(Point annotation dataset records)

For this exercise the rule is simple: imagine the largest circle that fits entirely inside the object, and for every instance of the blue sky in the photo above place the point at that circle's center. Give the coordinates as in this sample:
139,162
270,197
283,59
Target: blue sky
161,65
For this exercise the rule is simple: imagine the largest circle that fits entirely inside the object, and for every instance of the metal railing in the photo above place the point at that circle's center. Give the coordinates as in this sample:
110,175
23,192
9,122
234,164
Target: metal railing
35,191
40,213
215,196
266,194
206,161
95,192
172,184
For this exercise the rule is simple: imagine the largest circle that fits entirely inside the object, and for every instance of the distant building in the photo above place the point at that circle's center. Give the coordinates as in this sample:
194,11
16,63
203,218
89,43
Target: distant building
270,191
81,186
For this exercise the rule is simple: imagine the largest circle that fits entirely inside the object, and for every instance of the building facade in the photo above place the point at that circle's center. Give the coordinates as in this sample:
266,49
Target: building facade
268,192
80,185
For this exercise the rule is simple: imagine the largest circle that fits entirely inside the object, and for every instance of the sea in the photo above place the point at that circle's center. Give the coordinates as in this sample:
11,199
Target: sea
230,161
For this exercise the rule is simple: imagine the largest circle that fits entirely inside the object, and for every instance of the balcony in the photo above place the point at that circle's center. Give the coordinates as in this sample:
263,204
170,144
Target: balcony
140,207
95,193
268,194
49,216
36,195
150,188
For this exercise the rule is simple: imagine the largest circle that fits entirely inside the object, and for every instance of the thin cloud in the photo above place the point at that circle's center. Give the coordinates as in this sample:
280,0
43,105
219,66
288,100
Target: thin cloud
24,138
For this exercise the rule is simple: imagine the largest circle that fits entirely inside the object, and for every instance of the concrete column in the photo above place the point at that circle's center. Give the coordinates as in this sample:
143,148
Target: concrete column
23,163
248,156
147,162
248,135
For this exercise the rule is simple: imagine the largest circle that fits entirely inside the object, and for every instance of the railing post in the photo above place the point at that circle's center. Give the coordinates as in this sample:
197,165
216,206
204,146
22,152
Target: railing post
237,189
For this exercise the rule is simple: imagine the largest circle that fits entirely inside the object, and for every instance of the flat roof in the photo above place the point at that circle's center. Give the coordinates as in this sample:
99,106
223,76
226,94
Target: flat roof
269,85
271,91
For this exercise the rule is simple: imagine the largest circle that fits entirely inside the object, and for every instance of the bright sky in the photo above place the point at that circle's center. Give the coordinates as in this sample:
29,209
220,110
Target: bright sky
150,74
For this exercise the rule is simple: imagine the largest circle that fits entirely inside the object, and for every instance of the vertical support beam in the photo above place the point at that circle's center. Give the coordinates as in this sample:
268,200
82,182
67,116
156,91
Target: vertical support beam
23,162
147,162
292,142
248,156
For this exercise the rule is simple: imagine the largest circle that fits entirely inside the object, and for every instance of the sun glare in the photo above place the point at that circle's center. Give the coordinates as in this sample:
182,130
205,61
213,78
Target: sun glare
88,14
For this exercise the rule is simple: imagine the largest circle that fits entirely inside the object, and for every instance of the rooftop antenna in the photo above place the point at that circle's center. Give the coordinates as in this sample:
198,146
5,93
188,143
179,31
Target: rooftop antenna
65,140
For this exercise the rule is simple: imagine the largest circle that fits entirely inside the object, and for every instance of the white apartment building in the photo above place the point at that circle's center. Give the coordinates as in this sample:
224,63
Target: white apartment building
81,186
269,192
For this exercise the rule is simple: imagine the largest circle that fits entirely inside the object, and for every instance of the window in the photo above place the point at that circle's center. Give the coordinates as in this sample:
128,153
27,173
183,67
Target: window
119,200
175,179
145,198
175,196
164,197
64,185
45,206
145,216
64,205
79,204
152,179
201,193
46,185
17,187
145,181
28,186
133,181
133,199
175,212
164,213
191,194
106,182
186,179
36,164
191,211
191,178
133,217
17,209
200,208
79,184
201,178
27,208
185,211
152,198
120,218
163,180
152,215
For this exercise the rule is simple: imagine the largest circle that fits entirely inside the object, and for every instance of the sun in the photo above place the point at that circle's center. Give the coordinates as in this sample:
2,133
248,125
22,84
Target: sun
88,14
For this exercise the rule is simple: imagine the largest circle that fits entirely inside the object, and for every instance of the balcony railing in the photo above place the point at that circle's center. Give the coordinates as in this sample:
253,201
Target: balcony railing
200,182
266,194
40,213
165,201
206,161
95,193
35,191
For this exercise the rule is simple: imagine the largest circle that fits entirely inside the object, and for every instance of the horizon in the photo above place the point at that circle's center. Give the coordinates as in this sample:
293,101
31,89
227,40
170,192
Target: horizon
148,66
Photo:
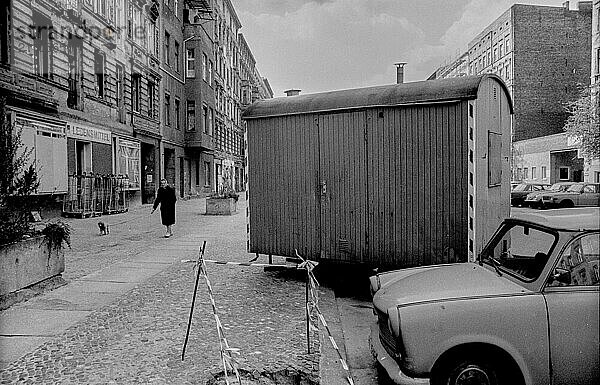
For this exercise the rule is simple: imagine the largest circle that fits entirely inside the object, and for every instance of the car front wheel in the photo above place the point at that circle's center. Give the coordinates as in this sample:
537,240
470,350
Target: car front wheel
468,371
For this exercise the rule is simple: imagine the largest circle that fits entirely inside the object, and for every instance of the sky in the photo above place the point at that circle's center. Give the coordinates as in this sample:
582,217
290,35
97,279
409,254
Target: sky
325,45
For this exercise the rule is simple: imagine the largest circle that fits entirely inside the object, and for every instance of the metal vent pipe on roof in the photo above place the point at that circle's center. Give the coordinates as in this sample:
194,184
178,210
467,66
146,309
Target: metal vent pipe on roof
400,72
292,92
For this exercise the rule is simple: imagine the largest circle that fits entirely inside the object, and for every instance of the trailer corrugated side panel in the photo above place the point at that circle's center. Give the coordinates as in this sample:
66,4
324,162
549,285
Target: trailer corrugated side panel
416,168
283,202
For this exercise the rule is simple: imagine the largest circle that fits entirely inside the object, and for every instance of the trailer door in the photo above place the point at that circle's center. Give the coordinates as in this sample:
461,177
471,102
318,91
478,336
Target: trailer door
342,186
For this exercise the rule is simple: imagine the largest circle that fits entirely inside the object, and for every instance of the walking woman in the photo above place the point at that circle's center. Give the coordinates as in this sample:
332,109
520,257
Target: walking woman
166,198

• WHAT IS EXPECTED
In the listing above, find the line containing "the trailer corrugated", then reproduce it and each line after it through the end, exactly and with nothing added.

• THE OUTPUT
For this exercise the rule is simple: imagine the largest circle that fits entirely inside the object, and for every instance of the trailer corrugated side panel in the photo above place the point at that circle's center. Give the coordinates as in this sample:
66,4
324,162
549,285
Target: trailer corrugated side panel
416,168
283,202
For this exercise the rule is simple: imagine the largest circle that fits entirely inside the object, and for every instance of the trailer door in the photo above place the point at that circle's center. Give the coordinates as in this sample:
461,177
471,102
318,91
478,336
Target: trailer door
342,186
For this exercise the rule is simple: imagine the largest circle that fits entirely inside the object, and for every instance of the walking woman in the photo above place the point at that circle's center. Give the coordinates as in this sample:
332,109
520,257
Target: walking woman
166,198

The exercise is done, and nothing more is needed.